Starting from the line that holds "of the roadway", print each remaining line of the entries exactly, ending with the last.

SUPPLIED DATA: Begin

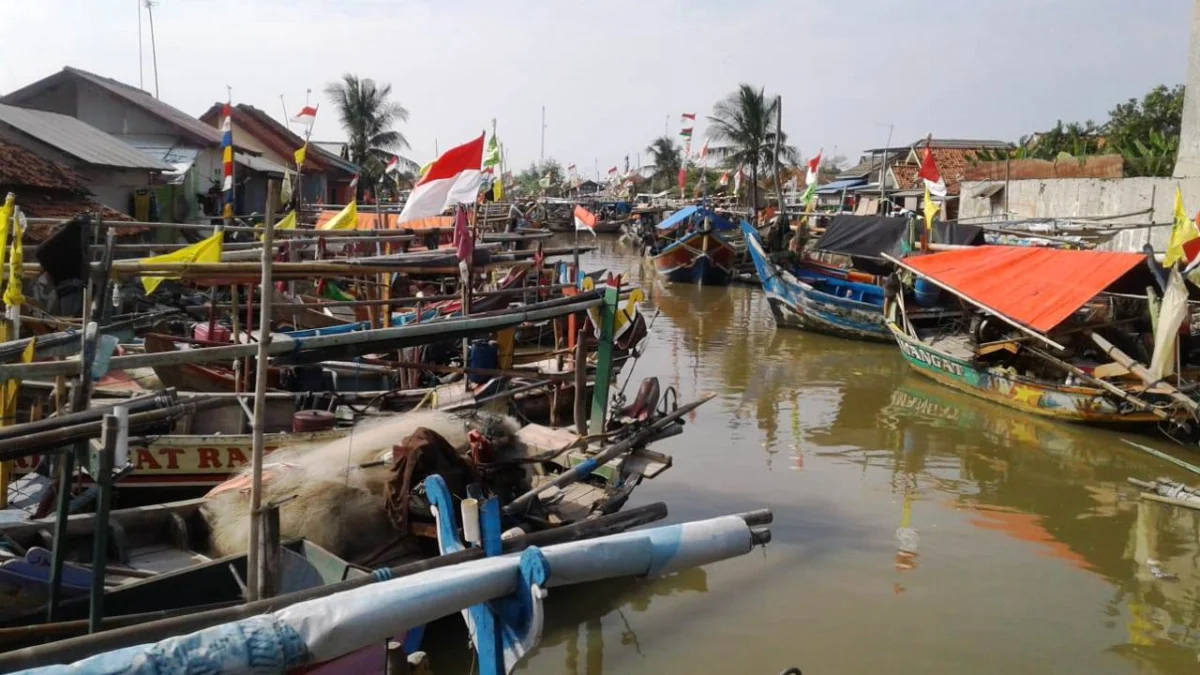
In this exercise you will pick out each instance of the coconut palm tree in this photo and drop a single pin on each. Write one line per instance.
(744, 126)
(666, 157)
(367, 117)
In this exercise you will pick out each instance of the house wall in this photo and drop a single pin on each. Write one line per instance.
(1075, 197)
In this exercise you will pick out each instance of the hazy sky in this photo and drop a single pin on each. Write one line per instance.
(612, 72)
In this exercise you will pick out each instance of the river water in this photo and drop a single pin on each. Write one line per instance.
(917, 530)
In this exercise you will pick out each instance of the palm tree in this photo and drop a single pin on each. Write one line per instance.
(744, 125)
(367, 118)
(666, 159)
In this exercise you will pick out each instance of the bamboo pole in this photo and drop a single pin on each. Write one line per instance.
(253, 559)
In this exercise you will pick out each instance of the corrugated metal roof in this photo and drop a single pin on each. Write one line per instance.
(78, 139)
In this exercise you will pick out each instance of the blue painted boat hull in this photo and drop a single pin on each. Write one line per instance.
(797, 304)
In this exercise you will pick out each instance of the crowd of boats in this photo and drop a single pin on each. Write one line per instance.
(299, 453)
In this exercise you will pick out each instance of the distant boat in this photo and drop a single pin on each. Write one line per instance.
(694, 248)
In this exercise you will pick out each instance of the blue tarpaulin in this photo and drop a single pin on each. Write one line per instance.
(699, 213)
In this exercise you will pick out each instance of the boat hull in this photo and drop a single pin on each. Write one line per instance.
(1085, 405)
(796, 304)
(700, 257)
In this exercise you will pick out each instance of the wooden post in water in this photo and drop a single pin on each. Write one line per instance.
(253, 560)
(102, 473)
(604, 357)
(581, 383)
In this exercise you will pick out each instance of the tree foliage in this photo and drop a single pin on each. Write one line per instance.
(369, 118)
(666, 156)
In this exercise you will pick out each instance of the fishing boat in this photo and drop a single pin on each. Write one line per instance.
(693, 246)
(843, 300)
(1042, 330)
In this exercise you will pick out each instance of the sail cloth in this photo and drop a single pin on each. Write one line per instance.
(1037, 287)
(874, 236)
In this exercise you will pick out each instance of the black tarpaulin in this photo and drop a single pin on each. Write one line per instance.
(874, 236)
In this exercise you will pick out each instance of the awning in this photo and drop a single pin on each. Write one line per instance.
(684, 214)
(874, 236)
(1037, 287)
(839, 185)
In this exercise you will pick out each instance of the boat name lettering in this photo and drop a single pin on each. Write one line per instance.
(930, 358)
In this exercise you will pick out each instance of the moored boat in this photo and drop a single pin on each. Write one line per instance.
(694, 248)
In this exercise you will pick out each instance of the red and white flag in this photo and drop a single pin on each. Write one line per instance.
(585, 220)
(929, 173)
(814, 169)
(454, 178)
(307, 115)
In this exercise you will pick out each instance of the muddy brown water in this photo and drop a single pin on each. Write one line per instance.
(917, 530)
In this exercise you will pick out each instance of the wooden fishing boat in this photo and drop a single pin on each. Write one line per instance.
(1035, 351)
(846, 302)
(814, 299)
(693, 248)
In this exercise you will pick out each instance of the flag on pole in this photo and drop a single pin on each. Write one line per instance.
(492, 157)
(585, 220)
(306, 117)
(687, 124)
(930, 207)
(454, 178)
(227, 163)
(1182, 232)
(813, 174)
(346, 219)
(207, 251)
(929, 173)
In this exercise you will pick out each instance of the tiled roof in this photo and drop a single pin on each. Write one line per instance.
(906, 175)
(23, 168)
(78, 139)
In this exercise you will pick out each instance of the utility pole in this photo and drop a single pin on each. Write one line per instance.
(154, 48)
(142, 79)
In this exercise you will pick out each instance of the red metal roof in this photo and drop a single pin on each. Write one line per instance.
(1038, 287)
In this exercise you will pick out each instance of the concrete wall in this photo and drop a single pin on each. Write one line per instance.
(1077, 197)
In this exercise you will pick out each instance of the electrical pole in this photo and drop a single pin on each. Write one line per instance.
(142, 79)
(154, 48)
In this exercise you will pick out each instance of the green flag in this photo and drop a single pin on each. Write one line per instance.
(492, 156)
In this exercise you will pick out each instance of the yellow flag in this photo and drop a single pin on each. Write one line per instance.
(5, 216)
(208, 251)
(13, 296)
(346, 219)
(1182, 232)
(931, 209)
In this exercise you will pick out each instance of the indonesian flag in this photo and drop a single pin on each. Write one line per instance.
(814, 168)
(585, 220)
(930, 174)
(687, 124)
(307, 115)
(454, 178)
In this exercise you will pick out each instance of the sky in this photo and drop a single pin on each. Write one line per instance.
(612, 75)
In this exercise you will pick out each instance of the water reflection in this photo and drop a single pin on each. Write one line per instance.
(935, 511)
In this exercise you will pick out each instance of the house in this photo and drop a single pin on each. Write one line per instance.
(325, 177)
(156, 129)
(114, 172)
(953, 157)
(46, 189)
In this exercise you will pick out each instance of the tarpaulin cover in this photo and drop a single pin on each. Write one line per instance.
(875, 236)
(699, 213)
(1038, 287)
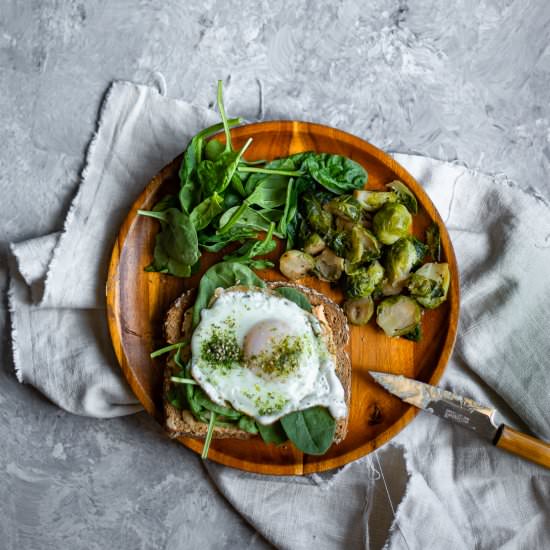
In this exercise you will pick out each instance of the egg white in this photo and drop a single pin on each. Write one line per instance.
(265, 396)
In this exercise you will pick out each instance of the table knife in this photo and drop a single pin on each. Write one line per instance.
(466, 413)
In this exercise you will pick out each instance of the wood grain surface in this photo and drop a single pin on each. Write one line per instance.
(137, 302)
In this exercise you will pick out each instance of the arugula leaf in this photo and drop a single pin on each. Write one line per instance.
(206, 211)
(252, 248)
(176, 245)
(335, 173)
(273, 433)
(311, 430)
(224, 275)
(299, 298)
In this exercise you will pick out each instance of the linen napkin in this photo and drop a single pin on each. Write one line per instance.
(433, 475)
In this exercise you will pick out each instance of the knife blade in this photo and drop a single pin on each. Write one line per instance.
(466, 413)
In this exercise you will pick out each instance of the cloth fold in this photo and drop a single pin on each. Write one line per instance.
(434, 474)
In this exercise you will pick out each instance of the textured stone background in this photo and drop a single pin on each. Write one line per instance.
(464, 80)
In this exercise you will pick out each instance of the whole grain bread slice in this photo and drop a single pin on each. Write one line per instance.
(178, 327)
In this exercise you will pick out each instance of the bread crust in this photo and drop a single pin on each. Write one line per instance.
(178, 327)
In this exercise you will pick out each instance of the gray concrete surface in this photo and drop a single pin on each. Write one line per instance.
(464, 81)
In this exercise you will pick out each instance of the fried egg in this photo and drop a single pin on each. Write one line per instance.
(265, 356)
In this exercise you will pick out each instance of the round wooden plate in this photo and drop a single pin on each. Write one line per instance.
(137, 302)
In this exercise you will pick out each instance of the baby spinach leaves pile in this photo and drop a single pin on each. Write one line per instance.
(311, 430)
(223, 198)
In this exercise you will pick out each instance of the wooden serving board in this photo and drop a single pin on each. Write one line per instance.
(137, 302)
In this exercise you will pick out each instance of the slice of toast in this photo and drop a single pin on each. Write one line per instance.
(178, 327)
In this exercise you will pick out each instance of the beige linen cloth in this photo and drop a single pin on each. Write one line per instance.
(435, 486)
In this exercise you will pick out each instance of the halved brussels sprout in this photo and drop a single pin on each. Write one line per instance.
(318, 218)
(391, 223)
(363, 246)
(314, 244)
(359, 310)
(362, 281)
(344, 206)
(339, 242)
(398, 315)
(430, 284)
(296, 264)
(344, 225)
(402, 257)
(404, 195)
(329, 266)
(374, 200)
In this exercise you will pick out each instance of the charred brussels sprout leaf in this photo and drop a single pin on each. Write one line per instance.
(359, 310)
(314, 244)
(374, 200)
(329, 266)
(433, 240)
(398, 315)
(344, 206)
(335, 173)
(404, 196)
(430, 284)
(295, 264)
(403, 256)
(392, 222)
(363, 281)
(364, 246)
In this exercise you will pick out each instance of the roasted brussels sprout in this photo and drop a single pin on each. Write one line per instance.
(339, 242)
(295, 264)
(398, 315)
(364, 280)
(392, 222)
(359, 310)
(404, 195)
(343, 225)
(430, 284)
(363, 246)
(403, 256)
(314, 244)
(344, 206)
(318, 218)
(374, 200)
(329, 266)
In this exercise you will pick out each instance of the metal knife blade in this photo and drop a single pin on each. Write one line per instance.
(445, 404)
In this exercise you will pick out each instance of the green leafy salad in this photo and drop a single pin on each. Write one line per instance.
(334, 229)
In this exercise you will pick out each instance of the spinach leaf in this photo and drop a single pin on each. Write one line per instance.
(278, 164)
(206, 211)
(215, 243)
(223, 274)
(299, 298)
(215, 176)
(246, 253)
(176, 245)
(273, 433)
(205, 402)
(189, 188)
(335, 173)
(269, 193)
(244, 216)
(311, 430)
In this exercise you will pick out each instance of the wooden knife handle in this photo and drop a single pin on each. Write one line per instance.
(523, 445)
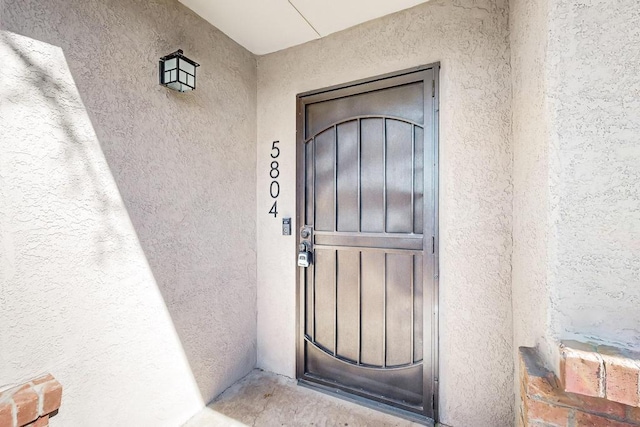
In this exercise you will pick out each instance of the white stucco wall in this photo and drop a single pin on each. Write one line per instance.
(594, 95)
(127, 211)
(470, 39)
(529, 38)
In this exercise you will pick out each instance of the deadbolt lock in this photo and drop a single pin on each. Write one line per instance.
(304, 256)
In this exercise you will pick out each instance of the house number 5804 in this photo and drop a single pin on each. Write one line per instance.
(274, 173)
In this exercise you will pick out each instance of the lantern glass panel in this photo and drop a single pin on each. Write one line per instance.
(189, 68)
(170, 64)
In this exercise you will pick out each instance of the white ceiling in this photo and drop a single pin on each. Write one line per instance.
(264, 26)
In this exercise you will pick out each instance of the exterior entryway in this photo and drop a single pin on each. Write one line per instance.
(367, 194)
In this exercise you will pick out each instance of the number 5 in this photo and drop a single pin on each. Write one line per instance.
(276, 149)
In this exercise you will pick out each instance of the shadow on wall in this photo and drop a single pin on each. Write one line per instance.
(183, 164)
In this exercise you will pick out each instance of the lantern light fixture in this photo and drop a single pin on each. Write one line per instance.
(178, 72)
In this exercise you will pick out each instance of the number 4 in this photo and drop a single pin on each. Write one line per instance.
(274, 209)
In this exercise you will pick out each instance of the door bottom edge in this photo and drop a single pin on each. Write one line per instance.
(350, 396)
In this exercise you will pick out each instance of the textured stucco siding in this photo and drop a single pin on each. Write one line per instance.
(127, 211)
(470, 39)
(594, 94)
(529, 36)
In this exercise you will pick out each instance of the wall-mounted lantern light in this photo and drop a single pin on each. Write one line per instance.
(178, 72)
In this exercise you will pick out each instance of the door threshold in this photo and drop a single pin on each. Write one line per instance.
(378, 406)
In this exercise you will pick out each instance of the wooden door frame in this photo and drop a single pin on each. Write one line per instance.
(352, 88)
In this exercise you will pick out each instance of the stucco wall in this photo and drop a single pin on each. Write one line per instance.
(528, 25)
(594, 94)
(470, 39)
(127, 211)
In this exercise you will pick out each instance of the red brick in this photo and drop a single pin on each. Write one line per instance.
(52, 396)
(40, 422)
(622, 380)
(550, 414)
(6, 414)
(589, 420)
(583, 372)
(26, 402)
(633, 414)
(594, 404)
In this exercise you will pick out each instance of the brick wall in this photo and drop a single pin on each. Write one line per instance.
(545, 402)
(600, 371)
(30, 404)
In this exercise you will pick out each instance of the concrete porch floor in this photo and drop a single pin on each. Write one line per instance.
(263, 399)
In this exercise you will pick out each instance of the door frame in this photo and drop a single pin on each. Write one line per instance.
(351, 88)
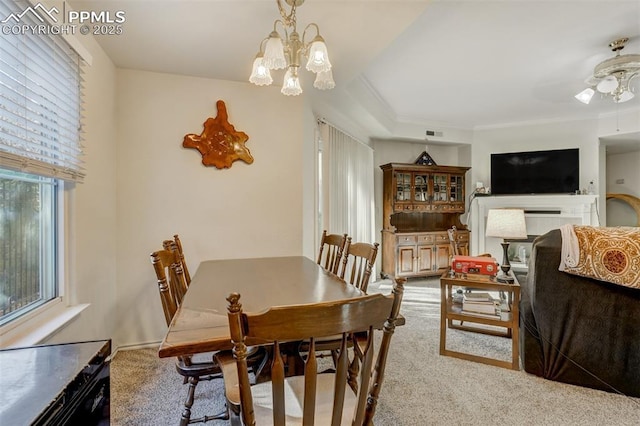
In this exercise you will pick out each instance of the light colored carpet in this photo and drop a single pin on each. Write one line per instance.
(421, 387)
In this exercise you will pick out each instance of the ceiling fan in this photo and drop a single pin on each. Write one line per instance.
(613, 76)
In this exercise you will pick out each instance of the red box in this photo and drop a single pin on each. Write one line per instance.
(475, 265)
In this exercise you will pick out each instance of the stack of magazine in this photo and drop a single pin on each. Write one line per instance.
(481, 304)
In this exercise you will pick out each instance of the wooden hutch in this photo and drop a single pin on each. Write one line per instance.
(420, 202)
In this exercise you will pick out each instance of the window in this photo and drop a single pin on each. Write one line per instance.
(345, 180)
(40, 92)
(27, 242)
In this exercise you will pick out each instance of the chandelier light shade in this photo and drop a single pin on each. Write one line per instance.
(260, 74)
(324, 80)
(291, 85)
(274, 52)
(613, 77)
(277, 52)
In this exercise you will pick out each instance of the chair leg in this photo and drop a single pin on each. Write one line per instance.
(188, 403)
(186, 419)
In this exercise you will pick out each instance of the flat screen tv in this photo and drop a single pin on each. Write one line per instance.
(536, 172)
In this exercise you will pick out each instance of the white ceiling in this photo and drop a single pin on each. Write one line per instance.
(438, 64)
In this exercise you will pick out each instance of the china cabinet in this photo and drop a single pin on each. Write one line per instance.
(419, 204)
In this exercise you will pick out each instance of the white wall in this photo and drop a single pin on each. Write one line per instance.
(91, 265)
(244, 211)
(571, 134)
(623, 166)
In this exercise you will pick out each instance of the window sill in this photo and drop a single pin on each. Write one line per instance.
(38, 326)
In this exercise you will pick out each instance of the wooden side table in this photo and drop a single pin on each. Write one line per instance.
(451, 311)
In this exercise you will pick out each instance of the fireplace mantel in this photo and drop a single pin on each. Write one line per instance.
(542, 214)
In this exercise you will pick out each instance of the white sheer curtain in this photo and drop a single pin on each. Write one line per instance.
(346, 185)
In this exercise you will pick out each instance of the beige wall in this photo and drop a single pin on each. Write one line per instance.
(244, 211)
(625, 167)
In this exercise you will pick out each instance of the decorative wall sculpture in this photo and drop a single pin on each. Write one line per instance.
(219, 143)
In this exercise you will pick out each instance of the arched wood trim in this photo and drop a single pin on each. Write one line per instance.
(632, 200)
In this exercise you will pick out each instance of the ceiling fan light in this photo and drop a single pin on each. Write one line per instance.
(625, 96)
(607, 84)
(291, 85)
(260, 74)
(324, 80)
(274, 52)
(586, 95)
(318, 56)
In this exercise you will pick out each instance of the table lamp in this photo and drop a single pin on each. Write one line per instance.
(506, 224)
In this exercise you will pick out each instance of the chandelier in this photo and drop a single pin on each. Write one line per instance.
(278, 52)
(613, 76)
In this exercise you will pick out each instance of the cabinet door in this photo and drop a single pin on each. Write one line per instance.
(420, 187)
(456, 189)
(442, 257)
(403, 186)
(405, 260)
(425, 259)
(440, 187)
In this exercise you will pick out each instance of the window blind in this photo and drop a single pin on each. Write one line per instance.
(40, 101)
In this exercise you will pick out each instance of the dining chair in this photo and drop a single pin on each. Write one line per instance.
(346, 396)
(193, 368)
(183, 263)
(358, 259)
(330, 253)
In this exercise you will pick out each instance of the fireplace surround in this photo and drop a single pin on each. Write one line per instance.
(542, 214)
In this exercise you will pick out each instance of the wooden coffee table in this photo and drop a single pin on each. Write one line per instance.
(451, 311)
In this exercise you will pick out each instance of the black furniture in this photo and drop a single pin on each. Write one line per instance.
(65, 384)
(578, 330)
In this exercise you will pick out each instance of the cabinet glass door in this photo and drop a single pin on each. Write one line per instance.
(421, 187)
(440, 191)
(403, 187)
(455, 189)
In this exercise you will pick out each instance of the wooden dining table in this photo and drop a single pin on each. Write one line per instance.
(201, 324)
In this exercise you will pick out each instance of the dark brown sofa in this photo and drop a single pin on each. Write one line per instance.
(578, 330)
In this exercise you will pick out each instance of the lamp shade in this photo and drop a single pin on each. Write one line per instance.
(324, 80)
(260, 74)
(318, 56)
(291, 85)
(586, 95)
(274, 53)
(506, 223)
(608, 84)
(625, 96)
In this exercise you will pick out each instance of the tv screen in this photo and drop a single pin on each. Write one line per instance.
(536, 172)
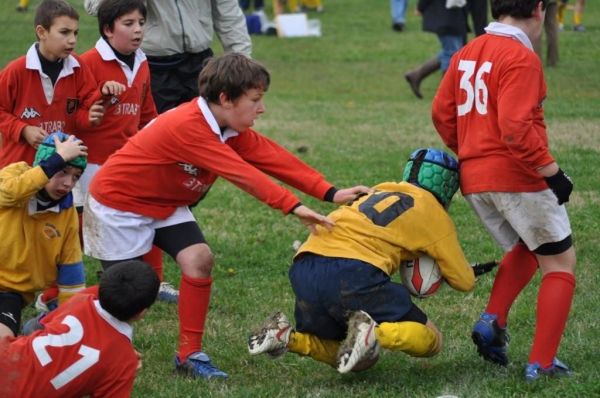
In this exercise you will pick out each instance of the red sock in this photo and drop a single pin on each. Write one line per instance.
(194, 297)
(93, 290)
(554, 303)
(154, 259)
(516, 270)
(80, 217)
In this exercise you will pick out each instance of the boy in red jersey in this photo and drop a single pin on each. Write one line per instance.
(38, 226)
(48, 90)
(488, 110)
(85, 348)
(117, 56)
(145, 188)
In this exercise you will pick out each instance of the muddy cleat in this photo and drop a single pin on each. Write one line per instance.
(272, 338)
(167, 293)
(198, 365)
(534, 371)
(491, 340)
(360, 342)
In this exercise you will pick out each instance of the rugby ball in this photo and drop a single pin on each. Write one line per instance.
(421, 276)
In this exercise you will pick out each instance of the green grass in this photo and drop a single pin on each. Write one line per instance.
(344, 97)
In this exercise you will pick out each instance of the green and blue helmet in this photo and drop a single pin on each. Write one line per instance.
(433, 170)
(47, 149)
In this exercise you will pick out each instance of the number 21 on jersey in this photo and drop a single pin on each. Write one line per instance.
(89, 356)
(477, 92)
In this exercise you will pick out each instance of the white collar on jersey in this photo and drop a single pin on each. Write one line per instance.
(108, 54)
(502, 29)
(122, 327)
(212, 122)
(32, 61)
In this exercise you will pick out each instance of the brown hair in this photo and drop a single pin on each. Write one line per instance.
(50, 9)
(232, 74)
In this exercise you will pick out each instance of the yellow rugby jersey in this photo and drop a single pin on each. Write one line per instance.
(397, 222)
(33, 246)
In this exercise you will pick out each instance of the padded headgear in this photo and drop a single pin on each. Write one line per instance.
(433, 170)
(47, 149)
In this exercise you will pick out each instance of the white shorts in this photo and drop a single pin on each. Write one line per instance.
(80, 189)
(534, 217)
(110, 234)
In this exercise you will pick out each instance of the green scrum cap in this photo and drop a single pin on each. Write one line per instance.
(47, 149)
(435, 171)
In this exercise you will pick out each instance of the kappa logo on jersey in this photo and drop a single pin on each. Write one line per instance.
(189, 168)
(30, 113)
(50, 231)
(127, 109)
(72, 104)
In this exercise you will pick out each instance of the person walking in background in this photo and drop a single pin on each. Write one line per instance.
(398, 9)
(146, 188)
(450, 26)
(48, 89)
(551, 29)
(577, 15)
(510, 178)
(178, 39)
(478, 11)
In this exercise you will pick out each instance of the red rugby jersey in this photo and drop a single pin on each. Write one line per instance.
(83, 351)
(128, 113)
(28, 98)
(175, 159)
(488, 110)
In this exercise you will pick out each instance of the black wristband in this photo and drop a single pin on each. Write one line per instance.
(561, 184)
(295, 207)
(330, 194)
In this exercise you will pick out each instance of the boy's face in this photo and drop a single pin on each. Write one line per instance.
(59, 41)
(63, 182)
(127, 33)
(246, 109)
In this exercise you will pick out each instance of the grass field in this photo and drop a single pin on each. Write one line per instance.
(343, 96)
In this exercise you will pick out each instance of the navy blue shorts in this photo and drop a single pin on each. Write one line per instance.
(329, 288)
(11, 305)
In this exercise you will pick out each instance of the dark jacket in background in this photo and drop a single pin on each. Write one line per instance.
(443, 21)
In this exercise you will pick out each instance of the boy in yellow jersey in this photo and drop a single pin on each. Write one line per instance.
(347, 271)
(39, 228)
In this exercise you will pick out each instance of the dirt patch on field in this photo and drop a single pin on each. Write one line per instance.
(575, 133)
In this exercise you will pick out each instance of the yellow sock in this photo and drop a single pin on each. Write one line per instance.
(314, 347)
(413, 338)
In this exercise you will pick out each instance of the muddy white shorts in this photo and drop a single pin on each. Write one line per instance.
(81, 189)
(110, 234)
(534, 217)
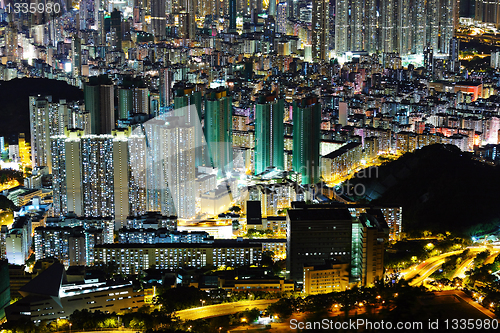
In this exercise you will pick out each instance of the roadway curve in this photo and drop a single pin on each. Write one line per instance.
(426, 268)
(224, 309)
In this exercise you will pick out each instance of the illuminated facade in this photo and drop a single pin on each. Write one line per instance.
(269, 141)
(306, 139)
(133, 258)
(92, 175)
(324, 279)
(320, 29)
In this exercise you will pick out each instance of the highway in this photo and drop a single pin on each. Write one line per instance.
(465, 266)
(429, 266)
(426, 272)
(464, 297)
(224, 309)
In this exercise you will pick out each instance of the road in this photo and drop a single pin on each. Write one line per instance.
(426, 272)
(426, 268)
(465, 266)
(464, 297)
(491, 258)
(224, 309)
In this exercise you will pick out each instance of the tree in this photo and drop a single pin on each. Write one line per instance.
(251, 315)
(180, 298)
(6, 204)
(282, 308)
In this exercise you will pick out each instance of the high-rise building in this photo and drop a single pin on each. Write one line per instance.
(282, 17)
(4, 286)
(48, 118)
(401, 26)
(232, 15)
(269, 135)
(76, 56)
(331, 234)
(218, 130)
(125, 108)
(100, 103)
(140, 100)
(158, 18)
(188, 104)
(168, 167)
(306, 138)
(91, 175)
(63, 243)
(116, 26)
(488, 11)
(320, 29)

SUPPLIED DATA: End

= SOLUTION BELOW =
In this exercise you will pick out each instance of the roadway curve in this photo and drop a single pin on each. Write one line per instance.
(426, 268)
(224, 309)
In this exercise you will pick out each instance of the illuminated facade in this photo and drop a single pin on each. Write one line per instance.
(269, 141)
(306, 139)
(133, 258)
(92, 175)
(324, 279)
(320, 29)
In this exercise you will pick out each instance of the highway in this photo and drop a single pin on each. Write one line per instance.
(465, 266)
(429, 266)
(426, 272)
(464, 297)
(224, 309)
In this exercise you will pick out each instance of the road in this photo and drop a single pin on each. Write one line per instance.
(426, 272)
(426, 268)
(465, 266)
(464, 297)
(491, 258)
(224, 309)
In this exercise you will pick out each instance of the tree in this photo and drop a single pin on each. Write one line per instance.
(251, 315)
(180, 298)
(6, 204)
(282, 308)
In this exercise you will pick out each instance of the high-rise building in this photo and drop a single pin on each. Write one line per instance.
(282, 17)
(4, 286)
(48, 118)
(401, 26)
(232, 15)
(269, 135)
(76, 56)
(331, 234)
(218, 130)
(125, 108)
(100, 103)
(140, 100)
(158, 18)
(188, 104)
(168, 167)
(306, 138)
(91, 175)
(63, 243)
(116, 26)
(488, 11)
(320, 29)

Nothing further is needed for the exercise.